Mr. Perrotta has trouble reconciling this high concept platform with his talent for smaller-scale portraits of awkward adolescents and angst-ridden suburban families. The result is a poignant but deeply flawed novel … The Sudden Departure, which occurred one Oct. 14, is never made remotely real — we’re told that various children and spouses just abruptly vanished into thin air — and laborious and unconvincing analogies to 9/11 are repeatedly hurled at the reader … It is the portions of The Leftovers where Mr. Perrotta avoids the more cartoony and melodramatic aspects of his story that are by far the most persuasive.
Saints and sinners, Christians and Muslims, even atheists and homosexuals have all been gathered up indiscriminately by the Son of God. Or something. It’s impossible to say … What we have is a novel soaked in mourning from its very first pages: a survivor’s tale, like a story of 9/11 without any ashes or anyone to blame, which, of course, is a recipe for self-mutilation in the dark minds of the inconsolable … Leavened with humor and tinged with creepiness, this insightful novel draws us into some very dark corners of the human psyche. Sad as these people are, their sorrow is absorbing rather than depressing.

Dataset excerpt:

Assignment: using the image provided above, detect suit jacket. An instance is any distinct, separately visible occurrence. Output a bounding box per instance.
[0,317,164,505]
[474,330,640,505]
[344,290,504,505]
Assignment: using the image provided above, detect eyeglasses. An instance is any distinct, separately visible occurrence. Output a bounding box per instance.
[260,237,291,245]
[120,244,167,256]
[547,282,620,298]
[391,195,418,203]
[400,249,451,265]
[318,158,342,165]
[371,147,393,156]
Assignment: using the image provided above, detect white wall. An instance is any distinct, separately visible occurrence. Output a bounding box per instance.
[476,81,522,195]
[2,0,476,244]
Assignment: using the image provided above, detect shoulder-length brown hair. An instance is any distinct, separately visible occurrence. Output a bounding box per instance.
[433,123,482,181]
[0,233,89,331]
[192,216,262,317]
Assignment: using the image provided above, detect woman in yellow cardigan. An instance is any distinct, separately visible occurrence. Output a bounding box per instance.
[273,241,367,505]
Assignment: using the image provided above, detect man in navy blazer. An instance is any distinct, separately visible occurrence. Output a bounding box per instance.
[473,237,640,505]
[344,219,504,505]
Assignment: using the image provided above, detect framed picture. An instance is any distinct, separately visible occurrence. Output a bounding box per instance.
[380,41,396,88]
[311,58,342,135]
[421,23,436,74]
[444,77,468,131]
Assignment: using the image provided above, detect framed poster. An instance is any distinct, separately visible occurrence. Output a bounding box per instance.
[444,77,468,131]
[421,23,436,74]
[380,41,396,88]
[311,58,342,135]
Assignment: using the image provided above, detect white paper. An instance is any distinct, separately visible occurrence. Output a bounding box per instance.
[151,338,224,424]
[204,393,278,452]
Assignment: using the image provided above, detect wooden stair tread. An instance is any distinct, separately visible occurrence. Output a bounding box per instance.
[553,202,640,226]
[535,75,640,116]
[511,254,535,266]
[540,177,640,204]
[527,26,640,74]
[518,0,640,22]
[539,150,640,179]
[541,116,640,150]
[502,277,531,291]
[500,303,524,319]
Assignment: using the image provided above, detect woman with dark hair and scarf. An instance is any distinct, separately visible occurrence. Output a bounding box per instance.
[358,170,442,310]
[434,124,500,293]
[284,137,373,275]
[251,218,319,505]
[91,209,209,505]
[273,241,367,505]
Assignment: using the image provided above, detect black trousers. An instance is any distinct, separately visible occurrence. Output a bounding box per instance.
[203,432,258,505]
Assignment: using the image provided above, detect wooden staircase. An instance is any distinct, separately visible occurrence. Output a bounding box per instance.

> [Challenge A]: List every group of people that the reviews of The Leftovers say the Son of God has gathered up.
> [Challenge B]: Carry the reviews of The Leftovers on from their final sentence.

> [Written reply A]: saints, sinners, Christians, Muslims, atheists, homosexuals

> [Written reply B]:
The Leftovers represents his go at science fiction, as he invents a Rapture-like event in order to explore the fallout on the survivors – specifically the family of Kevin Garvey, the mayor of Mapleton. But it’s a gentle, Perrotta-esque go at sci-fi, without any mangled bodies or bombed-out buildings; it’s a realistic novel built on a supernatural foundation … Some families lost many; others lost none. No algorithm emerged, although many survivors - the leftovers of the title - still struggle to find one … Kevin walks through all this upheaval with a mild sense of denial. His optimism is both appealing and frustrating … Perrotta’s tone is plainspoken, elegiac, and universal, not incendiary.
At the heart of the novel is a sense not just of loss but also of futility, as if God had asserted himself or herself only to leave everyone more confused. What does it mean that the Rapture has no meaning, that there is no logic as to who was chosen and who was not? … The point is that we can't rely on outside structures for meaning, religious or otherwise. This is why Perrotta invokes not just the Rapture but also its date — Oct. 14, with its echo of Sept. 11 — as a metaphor … We understand that they are rootless, that the Rapture, such as it is, has undermined some notion of how the universe is supposed to work...He catalogs the despair, the desperation, without fully inhabiting it, until Kevin and then Nora make their hearts known.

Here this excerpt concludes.